PROBLEM A:
Repeat word for word the passage of the policy-checking email from "On 07/23/2013 03:56" to "different policy engines.".
PROBLEM B:
Condense the paragraph of the policy-checking email that begins "Of course the tricky thing" into a bulleted list that retains its main facts.

[START READING TEXT]

[openstack-dev] [keystone] Extending policy checking to include target entities

Adam Young ayoung at redhat.com
Wed Jul 24 19:07:13 UTC 2013

On 07/23/2013 03:56 PM, David Chadwick wrote:
> On 23/07/2013 18:36, Adam Young wrote:
>> On 07/23/2013 01:17 PM, David Chadwick wrote:
>>> Of course the tricky thing is knowing which object attributes to fetch
>>> for which user API requests. In the general case you cannot assume
>>> that Keystone knows the format or structure of the policy rules, or
>>> which attributes each will need, so you would need a specific tailored
>>> context handler to go with a specific policy engine. This implies that
>>> the context handler and policy engine should be pluggable Keystone
>>> components that it calls, and that can be switchable as people decide
>>> use different policy engines.
>> We are using a model where Keystone plays the mediator, and decides what
>> attributes to include.  The only attributes we currently claim to
>> support are
> what I am saying is that, in the long term, this model is too 
> restrictive. It would be much better for Keystone to call a plugin 
> module that determines which attributes are needed to match the policy 
> engine that is implemented.

An interesting model:  attribute sets based on the service

for nova provide:  project role assignments
for swift provide : user name

and so forth.

>> userid
>> domainid
>> role_assignments: a collection of tuples  (project, role)

[END READING TEXT]
[START LISTED ENTRIES]

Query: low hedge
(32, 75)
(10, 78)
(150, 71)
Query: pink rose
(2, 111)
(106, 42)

[END LISTED ENTRIES]

ANSWER A:
On 07/23/2013 03:56 PM, David Chadwick wrote:
> On 23/07/2013 18:36, Adam Young wrote:
>> On 07/23/2013 01:17 PM, David Chadwick wrote:
>>> Of course the tricky thing is knowing which object attributes to fetch
>>> for which user API requests. In the general case you cannot assume
>>> that Keystone knows the format or structure of the policy rules, or
>>> which attributes each will need, so you would need a specific tailored
>>> context handler to go with a specific policy engine. This implies that
>>> the context handler and policy engine should be pluggable Keystone
>>> components that it calls, and that can be switchable as people decide
>>> use different policy engines.

ANSWER B:
- It is difficult to know which object attributes to fetch for which user API requests.
- In general, Keystone cannot be assumed to know the format or structure of the policy rules, or which attributes each rule will need.
- A context handler tailored to a specific policy engine would therefore be required.
- The context handler and policy engine should be pluggable components that Keystone calls, switchable as people decide to use different policy engines.